● **What the exercise asks**
Return, without alteration, the stretch of the listing from the line containing "of the leafy" through the line containing "of the dining", omitting any pictures from your answer.

● **Entries provided**
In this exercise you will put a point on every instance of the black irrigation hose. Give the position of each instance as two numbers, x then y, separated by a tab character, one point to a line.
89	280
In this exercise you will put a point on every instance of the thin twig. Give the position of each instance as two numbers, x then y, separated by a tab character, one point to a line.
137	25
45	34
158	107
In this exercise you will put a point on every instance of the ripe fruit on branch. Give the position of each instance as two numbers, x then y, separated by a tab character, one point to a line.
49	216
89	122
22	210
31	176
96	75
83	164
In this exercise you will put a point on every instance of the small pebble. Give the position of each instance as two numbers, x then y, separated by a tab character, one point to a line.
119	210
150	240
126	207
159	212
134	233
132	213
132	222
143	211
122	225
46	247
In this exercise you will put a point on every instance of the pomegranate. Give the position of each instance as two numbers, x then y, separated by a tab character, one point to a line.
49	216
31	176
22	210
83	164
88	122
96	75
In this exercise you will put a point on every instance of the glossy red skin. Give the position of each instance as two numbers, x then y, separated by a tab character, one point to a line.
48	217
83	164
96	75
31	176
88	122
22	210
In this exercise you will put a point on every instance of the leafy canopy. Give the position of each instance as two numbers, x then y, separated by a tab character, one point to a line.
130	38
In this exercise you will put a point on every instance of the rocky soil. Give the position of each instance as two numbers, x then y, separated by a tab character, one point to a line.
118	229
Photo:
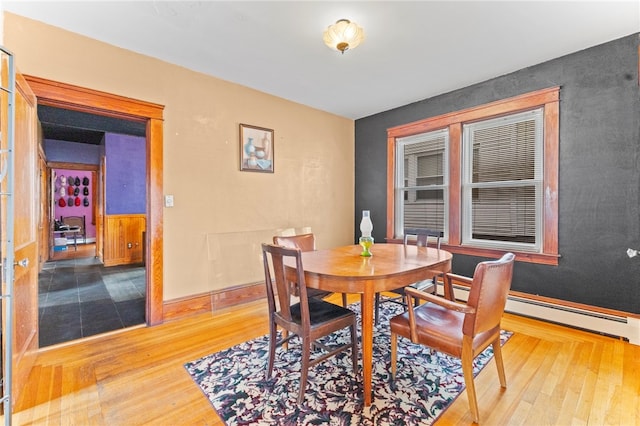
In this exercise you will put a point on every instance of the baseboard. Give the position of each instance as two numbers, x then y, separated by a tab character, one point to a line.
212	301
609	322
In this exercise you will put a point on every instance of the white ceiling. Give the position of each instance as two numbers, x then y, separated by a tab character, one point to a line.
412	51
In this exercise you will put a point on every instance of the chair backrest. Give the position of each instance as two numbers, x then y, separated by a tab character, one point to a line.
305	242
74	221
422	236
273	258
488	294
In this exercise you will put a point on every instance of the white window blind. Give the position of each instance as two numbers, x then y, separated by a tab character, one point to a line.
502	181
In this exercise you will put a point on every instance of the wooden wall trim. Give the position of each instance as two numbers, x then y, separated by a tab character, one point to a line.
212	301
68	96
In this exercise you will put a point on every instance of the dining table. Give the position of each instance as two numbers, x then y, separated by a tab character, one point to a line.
--
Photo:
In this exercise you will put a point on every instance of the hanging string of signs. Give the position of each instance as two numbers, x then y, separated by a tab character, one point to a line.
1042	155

● **Task solution**
In this exercise you will put a point on every instance of the leafy canopy. Give the position of each instance as two numbers, x then y, separated by a tab character, one point to a line.
130	38
In this exercise you will put a point on every instance of the rocky soil. Give the position of each instance as two numbers, x then y, separated by a tab character, one point to a line.
118	229
Photo:
In this exercise you will put a point on every instance of the baseboard. Give the position of each instance as two numbers, x then y, separated by a tab character, one point to a line.
212	301
609	322
In this exercise you will put a point on every instance of the white ceiling. Give the position of each instance as two numbers, x then y, separated by a tab character, one point to a line.
412	51
In this exercise you will put a point on every instance of the chair backrest. Give the position of each instance as two numbers, x then y, separated by a tab character, one point to a line.
305	242
74	221
422	236
273	258
488	294
In this exercise you will put a point on every instance of the white window blind. Give the position of each instance as two numbers, x then y, separated by a tab character, one point to a line.
502	181
In this exercise you will put a point on every instance of the wooden wall trim. Give the position of each instance as two numbers, x then y, separated by a tab character, one point to a line.
212	301
68	96
In this exercise you will put a point on every instance of the dining table. Give the position of each instance as two numbers, x then y, separated by a tab character, one point to a line.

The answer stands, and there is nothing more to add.